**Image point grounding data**
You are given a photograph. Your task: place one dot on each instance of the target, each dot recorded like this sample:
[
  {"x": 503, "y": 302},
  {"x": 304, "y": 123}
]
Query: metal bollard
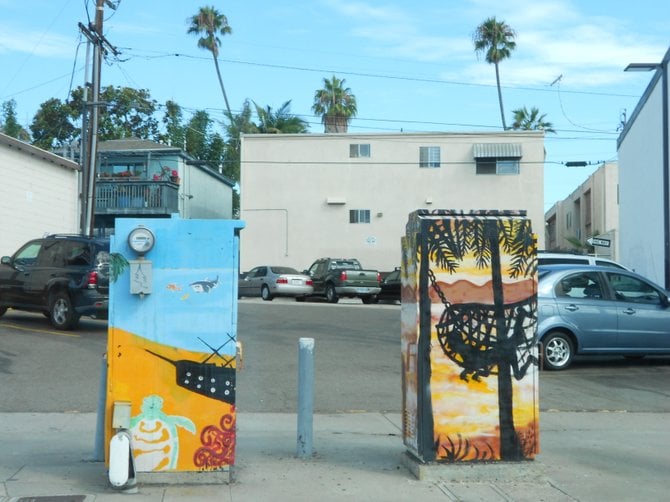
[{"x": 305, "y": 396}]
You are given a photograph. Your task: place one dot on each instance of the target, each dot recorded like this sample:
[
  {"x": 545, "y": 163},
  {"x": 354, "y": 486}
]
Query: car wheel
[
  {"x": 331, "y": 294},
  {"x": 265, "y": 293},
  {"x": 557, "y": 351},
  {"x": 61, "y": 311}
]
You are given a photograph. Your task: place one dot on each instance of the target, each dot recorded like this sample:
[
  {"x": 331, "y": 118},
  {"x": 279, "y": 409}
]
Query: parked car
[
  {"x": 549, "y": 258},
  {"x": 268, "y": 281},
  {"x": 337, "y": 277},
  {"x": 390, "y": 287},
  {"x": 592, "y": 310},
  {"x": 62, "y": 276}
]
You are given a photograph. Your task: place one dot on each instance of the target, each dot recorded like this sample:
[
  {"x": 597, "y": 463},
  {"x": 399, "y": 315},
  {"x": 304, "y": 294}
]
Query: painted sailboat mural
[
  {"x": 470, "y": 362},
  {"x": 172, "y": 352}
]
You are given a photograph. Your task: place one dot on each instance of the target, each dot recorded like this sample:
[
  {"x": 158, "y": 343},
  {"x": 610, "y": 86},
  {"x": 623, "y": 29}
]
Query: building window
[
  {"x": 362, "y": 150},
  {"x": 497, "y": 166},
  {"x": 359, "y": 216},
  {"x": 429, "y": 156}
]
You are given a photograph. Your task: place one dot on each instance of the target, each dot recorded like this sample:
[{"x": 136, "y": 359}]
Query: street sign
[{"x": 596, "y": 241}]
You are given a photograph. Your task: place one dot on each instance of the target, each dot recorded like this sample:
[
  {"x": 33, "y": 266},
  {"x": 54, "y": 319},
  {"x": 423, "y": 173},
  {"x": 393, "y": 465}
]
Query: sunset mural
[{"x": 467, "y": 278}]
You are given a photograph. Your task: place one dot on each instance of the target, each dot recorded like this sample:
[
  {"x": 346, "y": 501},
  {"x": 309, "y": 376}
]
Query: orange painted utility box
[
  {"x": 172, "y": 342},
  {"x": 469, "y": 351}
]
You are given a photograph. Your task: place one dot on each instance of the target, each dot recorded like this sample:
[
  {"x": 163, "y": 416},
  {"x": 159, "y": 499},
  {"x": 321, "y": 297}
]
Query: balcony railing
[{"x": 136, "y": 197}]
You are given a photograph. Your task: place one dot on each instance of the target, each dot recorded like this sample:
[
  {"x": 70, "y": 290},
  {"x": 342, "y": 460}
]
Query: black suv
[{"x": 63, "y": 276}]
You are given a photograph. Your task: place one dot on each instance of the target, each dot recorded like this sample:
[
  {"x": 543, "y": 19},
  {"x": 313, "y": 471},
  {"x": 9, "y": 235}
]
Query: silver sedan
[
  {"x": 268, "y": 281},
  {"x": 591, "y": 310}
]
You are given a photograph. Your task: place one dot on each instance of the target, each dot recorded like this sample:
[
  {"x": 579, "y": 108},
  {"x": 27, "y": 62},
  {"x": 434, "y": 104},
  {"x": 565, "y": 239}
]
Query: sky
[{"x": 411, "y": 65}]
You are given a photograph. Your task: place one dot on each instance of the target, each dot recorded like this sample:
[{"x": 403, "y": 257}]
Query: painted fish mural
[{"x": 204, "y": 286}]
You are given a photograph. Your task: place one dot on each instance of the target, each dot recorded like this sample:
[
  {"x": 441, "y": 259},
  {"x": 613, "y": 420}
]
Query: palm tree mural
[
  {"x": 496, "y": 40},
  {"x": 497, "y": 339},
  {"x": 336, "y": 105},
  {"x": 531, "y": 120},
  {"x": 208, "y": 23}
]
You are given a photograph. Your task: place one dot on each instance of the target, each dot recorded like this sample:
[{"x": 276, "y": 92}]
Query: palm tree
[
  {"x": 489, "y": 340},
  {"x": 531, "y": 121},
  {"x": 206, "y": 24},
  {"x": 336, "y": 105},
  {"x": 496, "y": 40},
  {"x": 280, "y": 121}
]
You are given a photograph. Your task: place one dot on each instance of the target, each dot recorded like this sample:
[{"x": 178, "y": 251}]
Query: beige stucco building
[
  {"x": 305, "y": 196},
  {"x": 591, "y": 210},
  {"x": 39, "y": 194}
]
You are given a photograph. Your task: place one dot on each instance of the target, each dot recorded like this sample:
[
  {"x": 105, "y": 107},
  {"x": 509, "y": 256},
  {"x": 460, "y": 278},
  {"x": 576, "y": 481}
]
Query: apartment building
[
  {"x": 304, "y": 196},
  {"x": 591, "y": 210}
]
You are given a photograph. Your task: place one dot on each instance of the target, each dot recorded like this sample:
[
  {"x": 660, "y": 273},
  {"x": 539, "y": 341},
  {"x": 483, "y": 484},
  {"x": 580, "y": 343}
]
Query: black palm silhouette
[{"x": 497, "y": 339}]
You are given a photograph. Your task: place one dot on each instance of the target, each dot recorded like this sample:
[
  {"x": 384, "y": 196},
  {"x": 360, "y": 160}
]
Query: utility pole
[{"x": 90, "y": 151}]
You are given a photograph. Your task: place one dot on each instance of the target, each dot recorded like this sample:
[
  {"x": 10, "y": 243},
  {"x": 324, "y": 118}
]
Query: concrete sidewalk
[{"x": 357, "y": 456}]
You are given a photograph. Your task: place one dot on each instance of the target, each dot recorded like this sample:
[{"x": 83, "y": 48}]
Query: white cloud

**WORK ITEM**
Reproduce every line above as written, skipping pictures.

**SOLVED EXERCISE**
You are given a photograph. Your task: place one dot on each instance of the target, each dot recorded like this sample:
[
  {"x": 503, "y": 302},
  {"x": 304, "y": 123}
]
Query: metal bollard
[{"x": 305, "y": 396}]
You are given a photograph. Your task: place one dot on each instance of the target, each dot recorded like this sample:
[
  {"x": 545, "y": 163},
  {"x": 354, "y": 486}
]
Query: car wheel
[
  {"x": 331, "y": 294},
  {"x": 265, "y": 293},
  {"x": 557, "y": 351},
  {"x": 61, "y": 311}
]
You are given a photograph. Your task: place one dot on each instance of the target, each dot recorded like this sample:
[
  {"x": 331, "y": 118},
  {"x": 279, "y": 409}
]
Query: parked car
[
  {"x": 549, "y": 258},
  {"x": 268, "y": 281},
  {"x": 337, "y": 277},
  {"x": 390, "y": 287},
  {"x": 592, "y": 310},
  {"x": 62, "y": 276}
]
You are given a photograph. Your task: place one dot on each instance of the target, each dot recorded like this sample:
[
  {"x": 597, "y": 463},
  {"x": 399, "y": 315},
  {"x": 304, "y": 294}
]
Query: painted sailboat mural
[
  {"x": 470, "y": 362},
  {"x": 172, "y": 352}
]
You are given a photograph. Your task: place one dot on each instance of the target, each dot recorded like this sample:
[
  {"x": 158, "y": 343},
  {"x": 610, "y": 86},
  {"x": 623, "y": 29}
]
Query: building window
[
  {"x": 362, "y": 150},
  {"x": 497, "y": 166},
  {"x": 359, "y": 216},
  {"x": 429, "y": 156}
]
You are given a photograph. Your task: place one dot on each instance of the target, each dot recorded like this sample:
[{"x": 136, "y": 359}]
Query: street sign
[{"x": 596, "y": 241}]
You are given a photograph. Your task: place one dot on each instance of the target, each dot recorded like this sample:
[
  {"x": 33, "y": 266},
  {"x": 54, "y": 319},
  {"x": 423, "y": 173},
  {"x": 393, "y": 465}
]
Query: sunset mural
[{"x": 467, "y": 278}]
You are given a photograph. Your task: place one dot on each instance of the target, each dot recorded like this sample:
[
  {"x": 346, "y": 501},
  {"x": 309, "y": 376}
]
Query: orange painted utility box
[
  {"x": 172, "y": 342},
  {"x": 469, "y": 351}
]
You are given a photograph. Your task: place one dot on each instance of the target, each dot recorded like this sample:
[
  {"x": 163, "y": 416},
  {"x": 159, "y": 499},
  {"x": 321, "y": 297}
]
Query: balcony railing
[{"x": 136, "y": 197}]
You are given a photograph. Your task: place one dot on each instance of the target, each dot recorded like this sample:
[
  {"x": 70, "y": 290},
  {"x": 342, "y": 460}
]
Query: black suv
[{"x": 63, "y": 276}]
You are given a photograph. Your task: place one dot on each instance of the target, each dot recorded like this sample:
[
  {"x": 543, "y": 19},
  {"x": 313, "y": 471},
  {"x": 9, "y": 235}
]
Query: silver sedan
[
  {"x": 268, "y": 281},
  {"x": 591, "y": 310}
]
You are given a photograph. Your task: place one dot on each instance of the target, each dot recorded like this sample:
[
  {"x": 579, "y": 108},
  {"x": 27, "y": 62},
  {"x": 434, "y": 104},
  {"x": 565, "y": 239}
]
Query: sky
[{"x": 411, "y": 65}]
You are given a photograph. Your task: place one dot on each instance of the target, each dot recorded like this sample:
[{"x": 403, "y": 257}]
Query: painted fish mural
[{"x": 204, "y": 286}]
You are given a photograph. Your task: place one dot on each instance of the target, each dot recorded like this sample:
[
  {"x": 441, "y": 259},
  {"x": 613, "y": 420}
]
Query: palm tree mural
[
  {"x": 496, "y": 40},
  {"x": 497, "y": 339},
  {"x": 336, "y": 105},
  {"x": 531, "y": 120},
  {"x": 208, "y": 23}
]
You are given a photograph. Your task: place one dot on each instance of the target, each dot recorded like this sample:
[{"x": 276, "y": 92}]
Query: palm tree
[
  {"x": 489, "y": 340},
  {"x": 531, "y": 121},
  {"x": 206, "y": 24},
  {"x": 336, "y": 105},
  {"x": 496, "y": 40},
  {"x": 280, "y": 121}
]
You are given a photograph. Your task: place one dot on each instance of the target, each dot recorded like this sample:
[{"x": 178, "y": 251}]
Query: beige stucco building
[
  {"x": 305, "y": 196},
  {"x": 591, "y": 210},
  {"x": 39, "y": 194}
]
You are given a photograph. Your task: place one dot on each instance of the target, each dot recorded like this sample:
[
  {"x": 105, "y": 107},
  {"x": 509, "y": 256},
  {"x": 460, "y": 278},
  {"x": 576, "y": 481}
]
Query: apartment building
[
  {"x": 304, "y": 196},
  {"x": 591, "y": 210}
]
You are given a photograph. Your task: place one dot on each instance of the target, each dot recorded like this sample:
[
  {"x": 660, "y": 273},
  {"x": 539, "y": 341},
  {"x": 483, "y": 484},
  {"x": 580, "y": 343}
]
Query: black palm silhouette
[{"x": 497, "y": 339}]
You are given a photograph. Your task: place one dot on each instance of the target, each dot recorded like this sample:
[
  {"x": 384, "y": 196},
  {"x": 360, "y": 160}
]
Query: utility pole
[{"x": 90, "y": 151}]
You are given a photograph. Your task: place one dot on each instance of the target, each dot recorded like this sample:
[
  {"x": 10, "y": 243},
  {"x": 324, "y": 118}
]
Query: concrete sidewalk
[{"x": 357, "y": 456}]
You are given a photograph. Your task: place one dot on each instance of the target, each dot recorded like this sample:
[{"x": 83, "y": 48}]
Query: white cloud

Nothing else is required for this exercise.